Write out each of the records below word for word, omitting the pictures.

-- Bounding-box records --

** start **

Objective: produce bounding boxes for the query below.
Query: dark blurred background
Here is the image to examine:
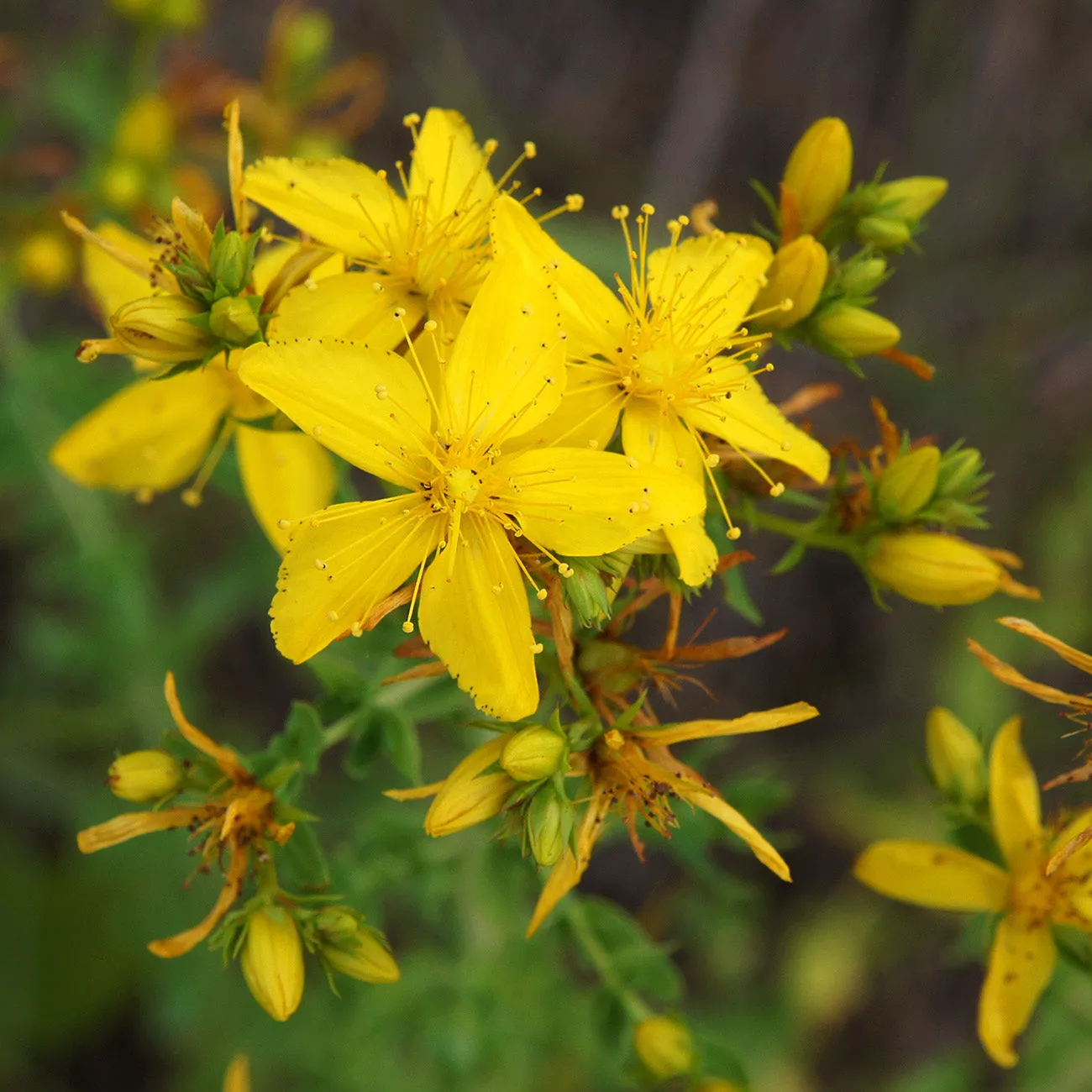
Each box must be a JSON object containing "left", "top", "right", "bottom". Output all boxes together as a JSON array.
[{"left": 0, "top": 0, "right": 1092, "bottom": 1092}]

** end **

-- Answer --
Objective: produce bounding boxes for the query below.
Query: dark blurred background
Here is the image to examine:
Each box must be a JSON object containing "left", "top", "right", "bottom". Output all boxes together as a JSON array.
[{"left": 0, "top": 0, "right": 1092, "bottom": 1092}]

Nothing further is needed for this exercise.